--- START Data to use ---
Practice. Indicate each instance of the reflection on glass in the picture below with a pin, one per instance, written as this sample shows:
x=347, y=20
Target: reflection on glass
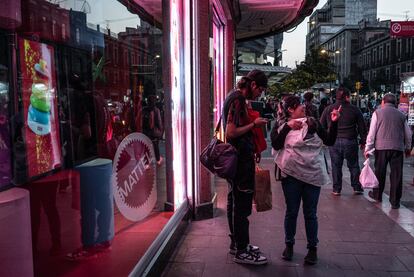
x=89, y=71
x=5, y=147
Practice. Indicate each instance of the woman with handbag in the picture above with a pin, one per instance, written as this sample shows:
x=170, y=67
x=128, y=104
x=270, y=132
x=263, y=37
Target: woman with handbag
x=298, y=143
x=238, y=126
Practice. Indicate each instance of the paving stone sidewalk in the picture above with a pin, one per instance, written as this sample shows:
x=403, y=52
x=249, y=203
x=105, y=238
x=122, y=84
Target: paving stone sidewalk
x=357, y=238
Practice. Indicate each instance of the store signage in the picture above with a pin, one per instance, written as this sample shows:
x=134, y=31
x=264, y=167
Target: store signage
x=134, y=177
x=402, y=29
x=41, y=125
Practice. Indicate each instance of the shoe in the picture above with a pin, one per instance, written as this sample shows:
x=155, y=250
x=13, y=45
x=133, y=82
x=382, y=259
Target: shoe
x=288, y=252
x=252, y=248
x=371, y=194
x=55, y=250
x=396, y=206
x=249, y=257
x=312, y=257
x=336, y=193
x=82, y=253
x=102, y=247
x=358, y=191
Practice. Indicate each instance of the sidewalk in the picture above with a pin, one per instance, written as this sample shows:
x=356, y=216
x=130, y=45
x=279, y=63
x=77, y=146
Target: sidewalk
x=357, y=238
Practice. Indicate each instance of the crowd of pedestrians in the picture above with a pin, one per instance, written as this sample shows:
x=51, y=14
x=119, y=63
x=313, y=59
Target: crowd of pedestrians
x=298, y=135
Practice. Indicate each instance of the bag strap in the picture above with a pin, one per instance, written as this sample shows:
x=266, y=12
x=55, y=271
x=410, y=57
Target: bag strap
x=217, y=130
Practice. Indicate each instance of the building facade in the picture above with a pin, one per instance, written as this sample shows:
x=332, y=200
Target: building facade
x=383, y=60
x=104, y=110
x=327, y=21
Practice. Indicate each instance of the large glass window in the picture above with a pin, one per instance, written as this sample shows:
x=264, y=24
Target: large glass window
x=88, y=129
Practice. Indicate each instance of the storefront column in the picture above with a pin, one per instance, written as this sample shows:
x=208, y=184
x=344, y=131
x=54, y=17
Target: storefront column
x=166, y=68
x=207, y=192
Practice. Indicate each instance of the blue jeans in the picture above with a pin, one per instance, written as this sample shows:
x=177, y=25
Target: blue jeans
x=295, y=191
x=345, y=149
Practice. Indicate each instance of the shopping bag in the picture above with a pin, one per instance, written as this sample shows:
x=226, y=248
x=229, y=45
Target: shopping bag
x=367, y=177
x=263, y=190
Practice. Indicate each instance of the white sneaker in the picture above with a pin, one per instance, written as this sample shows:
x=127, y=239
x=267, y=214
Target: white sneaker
x=249, y=257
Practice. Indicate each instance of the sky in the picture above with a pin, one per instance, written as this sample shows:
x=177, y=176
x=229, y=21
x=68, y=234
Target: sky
x=295, y=41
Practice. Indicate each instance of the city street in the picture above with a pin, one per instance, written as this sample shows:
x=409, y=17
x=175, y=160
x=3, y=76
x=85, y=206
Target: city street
x=357, y=237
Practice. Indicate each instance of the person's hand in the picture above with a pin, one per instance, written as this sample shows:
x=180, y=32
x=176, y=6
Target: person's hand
x=295, y=124
x=336, y=114
x=258, y=157
x=260, y=121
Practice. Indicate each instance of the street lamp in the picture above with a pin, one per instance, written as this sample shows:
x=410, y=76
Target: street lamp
x=332, y=53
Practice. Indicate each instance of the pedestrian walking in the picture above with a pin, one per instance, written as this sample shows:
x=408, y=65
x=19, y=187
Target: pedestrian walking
x=152, y=125
x=238, y=126
x=299, y=145
x=310, y=108
x=324, y=103
x=390, y=136
x=350, y=126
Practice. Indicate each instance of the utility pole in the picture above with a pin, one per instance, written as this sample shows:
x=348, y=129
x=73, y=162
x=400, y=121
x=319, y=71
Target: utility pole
x=406, y=15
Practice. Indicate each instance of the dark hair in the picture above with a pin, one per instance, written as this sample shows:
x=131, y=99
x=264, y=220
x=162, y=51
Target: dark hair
x=390, y=98
x=244, y=82
x=342, y=93
x=308, y=96
x=324, y=101
x=292, y=102
x=259, y=77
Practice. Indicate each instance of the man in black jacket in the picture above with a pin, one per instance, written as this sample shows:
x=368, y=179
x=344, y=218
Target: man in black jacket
x=350, y=125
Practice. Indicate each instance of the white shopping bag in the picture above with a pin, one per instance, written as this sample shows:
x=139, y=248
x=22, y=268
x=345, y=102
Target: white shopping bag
x=367, y=177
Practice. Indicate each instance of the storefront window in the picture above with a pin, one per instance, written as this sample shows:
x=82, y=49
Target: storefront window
x=89, y=140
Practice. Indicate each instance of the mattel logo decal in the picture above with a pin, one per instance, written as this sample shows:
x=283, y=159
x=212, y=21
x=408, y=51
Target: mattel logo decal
x=402, y=29
x=134, y=177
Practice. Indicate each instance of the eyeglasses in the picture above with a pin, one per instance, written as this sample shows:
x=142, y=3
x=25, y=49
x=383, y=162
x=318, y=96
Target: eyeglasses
x=263, y=89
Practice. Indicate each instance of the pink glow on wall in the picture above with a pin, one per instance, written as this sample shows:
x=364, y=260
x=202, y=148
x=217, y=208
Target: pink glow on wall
x=177, y=99
x=190, y=132
x=218, y=68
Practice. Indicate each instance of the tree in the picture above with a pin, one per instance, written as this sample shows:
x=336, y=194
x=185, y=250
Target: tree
x=316, y=68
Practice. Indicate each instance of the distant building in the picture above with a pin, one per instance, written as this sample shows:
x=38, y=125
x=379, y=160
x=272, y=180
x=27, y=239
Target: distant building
x=382, y=59
x=343, y=46
x=330, y=19
x=264, y=54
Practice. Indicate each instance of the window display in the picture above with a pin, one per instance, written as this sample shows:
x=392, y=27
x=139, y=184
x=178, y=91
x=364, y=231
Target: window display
x=39, y=107
x=5, y=147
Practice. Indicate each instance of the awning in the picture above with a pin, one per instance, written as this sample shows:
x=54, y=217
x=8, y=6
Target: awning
x=260, y=18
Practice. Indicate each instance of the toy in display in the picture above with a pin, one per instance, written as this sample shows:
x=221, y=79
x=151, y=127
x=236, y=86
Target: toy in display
x=39, y=107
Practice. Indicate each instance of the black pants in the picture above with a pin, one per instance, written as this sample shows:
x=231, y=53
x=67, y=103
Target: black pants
x=155, y=143
x=239, y=207
x=395, y=159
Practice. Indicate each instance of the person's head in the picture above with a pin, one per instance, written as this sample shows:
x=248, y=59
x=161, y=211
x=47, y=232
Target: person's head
x=293, y=108
x=343, y=94
x=389, y=98
x=152, y=99
x=308, y=96
x=253, y=84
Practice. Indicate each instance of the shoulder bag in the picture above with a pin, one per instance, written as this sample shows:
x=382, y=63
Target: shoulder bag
x=220, y=158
--- END Data to use ---
▶ **Work to be completed**
Rewrite the records from the first line up to and including the line with "x=358, y=191", swapping "pin" for "marker" and leaving everything else as it is. Omit the pictures.

▶ **Solution for this task**
Practice. Indicate each instance of the reflection on glass in the picture below with a marker, one per instance, written as this sample shows:
x=347, y=20
Target: reflection on glass
x=89, y=71
x=5, y=147
Practice. Indicate each instance of the woman with handbag in the picture above with a marker, one per instance, written as this sample shows:
x=170, y=67
x=128, y=104
x=270, y=132
x=263, y=37
Target: woman with handbag
x=298, y=143
x=238, y=126
Practice. Indicate each instance of the paving stone sidewalk in the picture above with a marker, one per instance, written as this sample shows:
x=403, y=52
x=249, y=203
x=105, y=238
x=122, y=84
Target: paving stone sidewalk
x=357, y=238
Practice. Indicate each instance of the store signage in the picture above with a marker, one per instance, written as this sample shows:
x=134, y=31
x=264, y=167
Target: store signage
x=134, y=177
x=402, y=29
x=41, y=125
Practice. Indicate each instance of the shoe in the picture above with a marker, one per instance, written as this sample shows:
x=155, y=250
x=13, y=45
x=133, y=82
x=382, y=259
Target: shoe
x=288, y=252
x=252, y=248
x=371, y=194
x=55, y=250
x=396, y=206
x=249, y=257
x=312, y=257
x=336, y=193
x=82, y=253
x=102, y=247
x=358, y=191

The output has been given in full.